(Dataset excerpt)

============

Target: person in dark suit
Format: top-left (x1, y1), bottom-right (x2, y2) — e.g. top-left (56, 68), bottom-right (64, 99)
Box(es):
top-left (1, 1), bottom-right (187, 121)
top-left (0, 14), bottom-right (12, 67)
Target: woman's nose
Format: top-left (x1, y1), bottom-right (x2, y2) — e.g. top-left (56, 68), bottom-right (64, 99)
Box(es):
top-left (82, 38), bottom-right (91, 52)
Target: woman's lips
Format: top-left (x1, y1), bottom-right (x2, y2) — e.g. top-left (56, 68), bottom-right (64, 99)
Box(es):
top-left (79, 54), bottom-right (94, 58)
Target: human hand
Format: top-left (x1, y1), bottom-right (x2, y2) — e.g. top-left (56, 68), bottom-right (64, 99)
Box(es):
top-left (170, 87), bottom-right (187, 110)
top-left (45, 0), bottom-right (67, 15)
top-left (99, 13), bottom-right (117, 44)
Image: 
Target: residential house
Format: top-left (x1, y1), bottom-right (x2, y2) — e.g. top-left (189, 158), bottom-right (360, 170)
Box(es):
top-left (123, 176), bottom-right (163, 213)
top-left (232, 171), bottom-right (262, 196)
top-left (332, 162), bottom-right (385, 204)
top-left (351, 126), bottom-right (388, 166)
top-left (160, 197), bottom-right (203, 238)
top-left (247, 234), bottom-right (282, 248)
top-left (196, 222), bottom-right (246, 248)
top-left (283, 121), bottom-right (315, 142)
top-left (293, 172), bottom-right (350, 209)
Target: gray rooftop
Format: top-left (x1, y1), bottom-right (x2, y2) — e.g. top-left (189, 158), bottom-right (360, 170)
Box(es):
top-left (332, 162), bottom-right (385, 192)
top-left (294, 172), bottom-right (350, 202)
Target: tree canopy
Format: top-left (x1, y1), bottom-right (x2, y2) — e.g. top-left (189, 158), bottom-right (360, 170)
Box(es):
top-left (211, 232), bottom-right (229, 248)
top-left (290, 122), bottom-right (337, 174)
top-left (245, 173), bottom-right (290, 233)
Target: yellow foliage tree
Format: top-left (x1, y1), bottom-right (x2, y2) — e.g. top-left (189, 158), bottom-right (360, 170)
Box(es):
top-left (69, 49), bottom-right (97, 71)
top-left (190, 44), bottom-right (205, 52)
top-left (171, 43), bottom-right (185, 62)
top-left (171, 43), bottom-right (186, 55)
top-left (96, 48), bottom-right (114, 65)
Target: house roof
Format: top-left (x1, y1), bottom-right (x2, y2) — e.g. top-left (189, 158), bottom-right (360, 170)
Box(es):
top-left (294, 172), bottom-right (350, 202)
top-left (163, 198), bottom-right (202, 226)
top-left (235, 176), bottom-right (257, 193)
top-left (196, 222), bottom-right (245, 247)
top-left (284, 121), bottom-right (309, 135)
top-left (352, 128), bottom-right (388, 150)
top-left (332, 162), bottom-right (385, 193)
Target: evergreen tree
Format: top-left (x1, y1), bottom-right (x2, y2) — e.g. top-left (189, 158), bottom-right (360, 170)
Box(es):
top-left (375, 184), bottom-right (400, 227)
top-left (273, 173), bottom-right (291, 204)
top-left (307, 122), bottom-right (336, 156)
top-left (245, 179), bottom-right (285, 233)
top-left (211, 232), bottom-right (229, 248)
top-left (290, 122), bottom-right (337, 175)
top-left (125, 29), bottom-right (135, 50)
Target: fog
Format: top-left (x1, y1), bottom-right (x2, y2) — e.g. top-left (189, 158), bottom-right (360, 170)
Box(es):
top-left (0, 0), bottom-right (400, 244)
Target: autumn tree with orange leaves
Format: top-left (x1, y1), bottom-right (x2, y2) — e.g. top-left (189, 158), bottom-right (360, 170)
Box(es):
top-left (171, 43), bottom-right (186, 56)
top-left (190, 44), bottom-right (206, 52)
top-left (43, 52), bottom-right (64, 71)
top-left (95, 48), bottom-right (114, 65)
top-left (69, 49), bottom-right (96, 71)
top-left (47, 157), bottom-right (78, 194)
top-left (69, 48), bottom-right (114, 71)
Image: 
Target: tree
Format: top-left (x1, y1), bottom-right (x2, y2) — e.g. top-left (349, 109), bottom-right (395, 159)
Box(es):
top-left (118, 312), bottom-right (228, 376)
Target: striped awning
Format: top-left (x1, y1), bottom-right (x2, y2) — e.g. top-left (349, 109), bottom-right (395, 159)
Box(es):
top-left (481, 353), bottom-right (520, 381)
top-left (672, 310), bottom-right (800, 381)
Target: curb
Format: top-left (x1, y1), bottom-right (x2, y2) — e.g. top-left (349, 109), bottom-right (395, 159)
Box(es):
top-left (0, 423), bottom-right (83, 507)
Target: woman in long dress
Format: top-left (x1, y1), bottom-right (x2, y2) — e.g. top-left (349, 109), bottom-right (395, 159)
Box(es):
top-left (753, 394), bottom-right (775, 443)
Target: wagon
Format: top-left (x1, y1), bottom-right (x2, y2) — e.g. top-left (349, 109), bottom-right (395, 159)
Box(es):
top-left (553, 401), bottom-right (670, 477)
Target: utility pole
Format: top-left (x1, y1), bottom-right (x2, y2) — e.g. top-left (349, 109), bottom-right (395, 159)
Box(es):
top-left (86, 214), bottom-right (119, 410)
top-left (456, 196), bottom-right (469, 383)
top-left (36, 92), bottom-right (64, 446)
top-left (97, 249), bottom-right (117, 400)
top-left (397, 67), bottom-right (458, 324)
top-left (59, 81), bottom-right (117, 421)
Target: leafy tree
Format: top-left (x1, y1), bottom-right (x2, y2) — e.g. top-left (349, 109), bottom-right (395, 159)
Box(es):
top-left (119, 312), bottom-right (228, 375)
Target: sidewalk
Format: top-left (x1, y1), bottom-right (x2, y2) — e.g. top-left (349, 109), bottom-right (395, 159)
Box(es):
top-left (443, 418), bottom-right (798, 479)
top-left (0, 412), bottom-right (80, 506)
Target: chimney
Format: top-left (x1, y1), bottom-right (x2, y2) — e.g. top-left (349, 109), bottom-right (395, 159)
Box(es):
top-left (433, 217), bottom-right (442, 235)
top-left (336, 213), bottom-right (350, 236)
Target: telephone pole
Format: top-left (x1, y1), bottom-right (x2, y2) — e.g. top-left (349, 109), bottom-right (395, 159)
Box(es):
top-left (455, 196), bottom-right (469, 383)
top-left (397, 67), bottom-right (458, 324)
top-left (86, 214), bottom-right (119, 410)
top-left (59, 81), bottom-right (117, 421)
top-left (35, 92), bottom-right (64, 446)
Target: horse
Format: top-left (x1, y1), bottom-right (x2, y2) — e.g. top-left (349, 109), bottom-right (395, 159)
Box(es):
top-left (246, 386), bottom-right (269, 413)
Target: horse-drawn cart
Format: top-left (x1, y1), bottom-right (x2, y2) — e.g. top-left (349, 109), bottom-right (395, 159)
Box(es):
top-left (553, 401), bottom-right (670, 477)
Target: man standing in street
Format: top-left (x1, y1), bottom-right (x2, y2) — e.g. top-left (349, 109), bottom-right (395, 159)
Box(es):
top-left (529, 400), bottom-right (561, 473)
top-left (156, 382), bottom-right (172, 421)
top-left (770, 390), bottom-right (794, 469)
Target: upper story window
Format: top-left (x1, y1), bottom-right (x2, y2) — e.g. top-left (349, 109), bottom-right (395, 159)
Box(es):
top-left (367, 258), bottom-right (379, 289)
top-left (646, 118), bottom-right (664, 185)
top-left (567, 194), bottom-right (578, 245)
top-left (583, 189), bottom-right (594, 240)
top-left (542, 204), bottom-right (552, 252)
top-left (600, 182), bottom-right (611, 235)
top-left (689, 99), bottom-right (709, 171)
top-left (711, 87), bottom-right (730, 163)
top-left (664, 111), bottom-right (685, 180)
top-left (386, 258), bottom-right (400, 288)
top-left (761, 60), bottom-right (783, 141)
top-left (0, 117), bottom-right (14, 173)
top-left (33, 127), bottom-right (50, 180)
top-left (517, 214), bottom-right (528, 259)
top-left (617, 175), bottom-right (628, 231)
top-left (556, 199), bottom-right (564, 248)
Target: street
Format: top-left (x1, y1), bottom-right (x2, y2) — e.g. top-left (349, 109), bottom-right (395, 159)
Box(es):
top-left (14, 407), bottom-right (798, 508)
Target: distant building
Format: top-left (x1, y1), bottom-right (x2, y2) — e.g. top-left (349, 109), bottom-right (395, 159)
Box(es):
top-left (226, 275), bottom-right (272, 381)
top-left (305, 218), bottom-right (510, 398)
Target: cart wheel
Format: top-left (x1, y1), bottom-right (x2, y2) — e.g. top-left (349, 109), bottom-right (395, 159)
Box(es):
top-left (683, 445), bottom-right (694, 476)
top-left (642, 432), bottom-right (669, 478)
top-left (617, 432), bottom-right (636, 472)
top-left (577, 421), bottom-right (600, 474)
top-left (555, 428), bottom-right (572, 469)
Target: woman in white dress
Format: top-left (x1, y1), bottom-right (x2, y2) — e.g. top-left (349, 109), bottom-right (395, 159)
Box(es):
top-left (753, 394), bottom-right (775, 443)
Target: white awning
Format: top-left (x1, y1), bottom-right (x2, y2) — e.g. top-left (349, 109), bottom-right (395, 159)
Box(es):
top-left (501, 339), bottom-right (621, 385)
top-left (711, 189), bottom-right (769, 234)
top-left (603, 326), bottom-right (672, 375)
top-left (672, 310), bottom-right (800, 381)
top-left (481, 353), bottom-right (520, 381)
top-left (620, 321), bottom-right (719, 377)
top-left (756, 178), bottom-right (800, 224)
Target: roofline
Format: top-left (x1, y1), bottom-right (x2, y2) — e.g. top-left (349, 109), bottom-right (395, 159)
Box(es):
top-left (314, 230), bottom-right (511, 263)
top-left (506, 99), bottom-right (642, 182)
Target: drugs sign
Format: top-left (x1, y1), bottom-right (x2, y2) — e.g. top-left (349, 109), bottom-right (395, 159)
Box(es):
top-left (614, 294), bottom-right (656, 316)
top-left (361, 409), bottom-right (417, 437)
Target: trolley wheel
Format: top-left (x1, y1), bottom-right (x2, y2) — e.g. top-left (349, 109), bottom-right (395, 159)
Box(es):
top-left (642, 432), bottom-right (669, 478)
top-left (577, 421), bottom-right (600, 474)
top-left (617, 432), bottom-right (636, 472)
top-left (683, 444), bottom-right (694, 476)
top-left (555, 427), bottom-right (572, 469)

============

(Exercise): Copy out the entries from the line containing "Target: tree canopy" through the line containing "top-left (245, 173), bottom-right (290, 233)", keeping every character unchanged.

(Task response):
Target: tree canopy
Format: top-left (x1, y1), bottom-right (x2, y2) — e.g. top-left (189, 158), bottom-right (360, 170)
Box(es):
top-left (211, 232), bottom-right (229, 248)
top-left (290, 122), bottom-right (337, 174)
top-left (245, 173), bottom-right (290, 233)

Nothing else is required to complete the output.